* **Task to carry out**: With the string "wall" as the filter, copy each matching line from the records.

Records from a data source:
BEGIN
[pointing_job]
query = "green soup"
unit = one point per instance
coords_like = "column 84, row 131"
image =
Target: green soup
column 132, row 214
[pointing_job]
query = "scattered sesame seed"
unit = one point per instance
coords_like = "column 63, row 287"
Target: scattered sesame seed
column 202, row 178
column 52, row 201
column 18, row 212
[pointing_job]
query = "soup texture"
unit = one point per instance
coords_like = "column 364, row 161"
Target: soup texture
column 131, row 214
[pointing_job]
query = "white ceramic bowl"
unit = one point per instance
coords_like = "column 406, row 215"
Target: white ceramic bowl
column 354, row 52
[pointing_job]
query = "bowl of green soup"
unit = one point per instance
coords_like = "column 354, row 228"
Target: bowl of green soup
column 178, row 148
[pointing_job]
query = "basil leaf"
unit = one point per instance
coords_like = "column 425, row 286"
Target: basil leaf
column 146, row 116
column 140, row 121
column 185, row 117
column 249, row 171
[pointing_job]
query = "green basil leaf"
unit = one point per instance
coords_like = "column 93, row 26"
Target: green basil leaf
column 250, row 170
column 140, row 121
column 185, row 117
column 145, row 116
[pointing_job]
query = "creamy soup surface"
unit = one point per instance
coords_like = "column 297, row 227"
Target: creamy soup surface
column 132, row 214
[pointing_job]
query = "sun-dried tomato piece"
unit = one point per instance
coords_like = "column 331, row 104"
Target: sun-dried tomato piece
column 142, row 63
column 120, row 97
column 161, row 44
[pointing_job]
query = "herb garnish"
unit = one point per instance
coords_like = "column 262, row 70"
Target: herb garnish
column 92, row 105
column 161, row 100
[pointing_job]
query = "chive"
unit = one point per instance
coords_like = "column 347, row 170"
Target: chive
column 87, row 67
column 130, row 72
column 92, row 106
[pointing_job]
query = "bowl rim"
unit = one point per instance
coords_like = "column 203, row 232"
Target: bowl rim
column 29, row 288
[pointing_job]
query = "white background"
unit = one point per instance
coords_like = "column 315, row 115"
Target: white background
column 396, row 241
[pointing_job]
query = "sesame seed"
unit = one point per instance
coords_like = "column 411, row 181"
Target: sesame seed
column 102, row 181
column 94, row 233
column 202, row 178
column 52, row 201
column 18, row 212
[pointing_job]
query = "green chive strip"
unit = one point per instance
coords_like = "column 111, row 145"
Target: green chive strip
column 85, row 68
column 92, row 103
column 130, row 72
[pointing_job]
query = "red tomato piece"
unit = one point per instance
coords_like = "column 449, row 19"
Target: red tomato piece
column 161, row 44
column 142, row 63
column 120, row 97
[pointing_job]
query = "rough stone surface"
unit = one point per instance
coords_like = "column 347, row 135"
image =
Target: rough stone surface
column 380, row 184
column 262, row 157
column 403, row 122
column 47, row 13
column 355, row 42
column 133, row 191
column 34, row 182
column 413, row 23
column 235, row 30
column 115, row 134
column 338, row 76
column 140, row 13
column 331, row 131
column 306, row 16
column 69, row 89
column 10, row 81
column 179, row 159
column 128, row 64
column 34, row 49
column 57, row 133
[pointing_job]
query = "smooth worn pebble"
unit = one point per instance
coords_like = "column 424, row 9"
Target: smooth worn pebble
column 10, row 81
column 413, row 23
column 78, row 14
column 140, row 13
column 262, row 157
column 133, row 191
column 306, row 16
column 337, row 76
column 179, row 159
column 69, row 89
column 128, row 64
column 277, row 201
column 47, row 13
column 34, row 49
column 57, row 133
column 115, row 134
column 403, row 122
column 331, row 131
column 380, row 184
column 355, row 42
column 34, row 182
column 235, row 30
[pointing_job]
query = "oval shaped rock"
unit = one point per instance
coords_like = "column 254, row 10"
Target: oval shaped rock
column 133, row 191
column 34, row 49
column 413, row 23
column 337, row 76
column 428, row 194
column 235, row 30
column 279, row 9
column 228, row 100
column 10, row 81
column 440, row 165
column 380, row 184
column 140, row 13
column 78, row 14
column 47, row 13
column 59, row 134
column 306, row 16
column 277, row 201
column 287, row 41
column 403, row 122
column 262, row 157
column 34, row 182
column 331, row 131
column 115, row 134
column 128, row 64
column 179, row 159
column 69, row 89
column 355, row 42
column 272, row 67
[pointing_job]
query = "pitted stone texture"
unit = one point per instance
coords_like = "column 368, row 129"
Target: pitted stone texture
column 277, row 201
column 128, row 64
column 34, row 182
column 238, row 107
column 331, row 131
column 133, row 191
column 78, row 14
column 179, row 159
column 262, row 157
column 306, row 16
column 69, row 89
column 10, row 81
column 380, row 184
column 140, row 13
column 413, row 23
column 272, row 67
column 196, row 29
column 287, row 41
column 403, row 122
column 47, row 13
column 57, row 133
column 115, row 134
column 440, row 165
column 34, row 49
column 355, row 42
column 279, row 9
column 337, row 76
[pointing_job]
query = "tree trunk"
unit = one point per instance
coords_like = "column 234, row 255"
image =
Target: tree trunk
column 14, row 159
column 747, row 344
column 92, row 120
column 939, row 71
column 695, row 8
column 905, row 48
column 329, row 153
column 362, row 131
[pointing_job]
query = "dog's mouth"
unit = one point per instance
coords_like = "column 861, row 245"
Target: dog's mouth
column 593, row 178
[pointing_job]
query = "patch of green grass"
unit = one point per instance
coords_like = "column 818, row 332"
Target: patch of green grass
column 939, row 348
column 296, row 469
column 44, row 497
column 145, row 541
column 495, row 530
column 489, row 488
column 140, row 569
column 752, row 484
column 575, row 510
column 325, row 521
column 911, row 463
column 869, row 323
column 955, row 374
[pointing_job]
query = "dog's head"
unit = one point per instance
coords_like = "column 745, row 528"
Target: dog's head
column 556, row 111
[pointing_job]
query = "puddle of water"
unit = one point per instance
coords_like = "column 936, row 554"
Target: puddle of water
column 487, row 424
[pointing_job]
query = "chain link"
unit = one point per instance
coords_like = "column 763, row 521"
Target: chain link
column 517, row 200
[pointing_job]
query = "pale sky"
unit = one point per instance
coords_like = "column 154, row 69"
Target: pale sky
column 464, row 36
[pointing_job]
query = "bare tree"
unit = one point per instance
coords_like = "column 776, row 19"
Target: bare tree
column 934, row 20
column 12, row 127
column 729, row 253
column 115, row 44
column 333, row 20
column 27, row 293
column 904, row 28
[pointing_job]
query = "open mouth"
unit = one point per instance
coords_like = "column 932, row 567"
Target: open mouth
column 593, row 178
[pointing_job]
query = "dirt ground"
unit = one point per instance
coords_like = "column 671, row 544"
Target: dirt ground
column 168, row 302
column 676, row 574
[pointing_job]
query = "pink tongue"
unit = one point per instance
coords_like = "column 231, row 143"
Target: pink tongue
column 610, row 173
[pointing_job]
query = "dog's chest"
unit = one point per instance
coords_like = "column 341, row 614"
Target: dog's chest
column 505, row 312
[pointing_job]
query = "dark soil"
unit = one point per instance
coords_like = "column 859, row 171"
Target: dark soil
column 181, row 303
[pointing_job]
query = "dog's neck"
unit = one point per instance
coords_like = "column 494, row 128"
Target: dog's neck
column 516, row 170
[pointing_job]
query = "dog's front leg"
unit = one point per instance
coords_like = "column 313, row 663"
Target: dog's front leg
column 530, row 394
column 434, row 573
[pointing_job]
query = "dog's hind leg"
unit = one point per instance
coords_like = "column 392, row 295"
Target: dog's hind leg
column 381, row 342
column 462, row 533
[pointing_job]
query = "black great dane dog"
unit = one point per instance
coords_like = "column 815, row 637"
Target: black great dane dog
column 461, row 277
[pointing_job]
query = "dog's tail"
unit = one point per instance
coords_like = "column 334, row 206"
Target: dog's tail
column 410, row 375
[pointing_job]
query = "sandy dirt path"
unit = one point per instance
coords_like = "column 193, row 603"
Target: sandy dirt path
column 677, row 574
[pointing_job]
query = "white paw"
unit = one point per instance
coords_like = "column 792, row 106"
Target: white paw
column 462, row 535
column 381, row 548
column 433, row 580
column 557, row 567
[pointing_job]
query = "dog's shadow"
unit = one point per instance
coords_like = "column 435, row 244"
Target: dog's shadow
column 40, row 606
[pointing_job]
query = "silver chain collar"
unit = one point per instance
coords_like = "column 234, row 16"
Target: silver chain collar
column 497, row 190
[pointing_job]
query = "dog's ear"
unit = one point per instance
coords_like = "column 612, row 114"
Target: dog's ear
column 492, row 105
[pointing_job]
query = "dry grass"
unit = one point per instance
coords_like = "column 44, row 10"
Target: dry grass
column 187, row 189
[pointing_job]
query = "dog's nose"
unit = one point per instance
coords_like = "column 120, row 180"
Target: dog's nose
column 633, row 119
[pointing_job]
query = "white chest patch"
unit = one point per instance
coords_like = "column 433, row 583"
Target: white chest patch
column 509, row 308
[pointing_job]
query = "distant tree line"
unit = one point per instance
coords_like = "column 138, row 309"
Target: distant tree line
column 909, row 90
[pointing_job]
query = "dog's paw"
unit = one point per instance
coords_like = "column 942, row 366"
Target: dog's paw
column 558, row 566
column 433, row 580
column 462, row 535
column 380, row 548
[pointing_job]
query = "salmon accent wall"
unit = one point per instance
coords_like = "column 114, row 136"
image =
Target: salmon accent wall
END
* **Problem solution**:
query = "salmon accent wall"
Target: salmon accent wall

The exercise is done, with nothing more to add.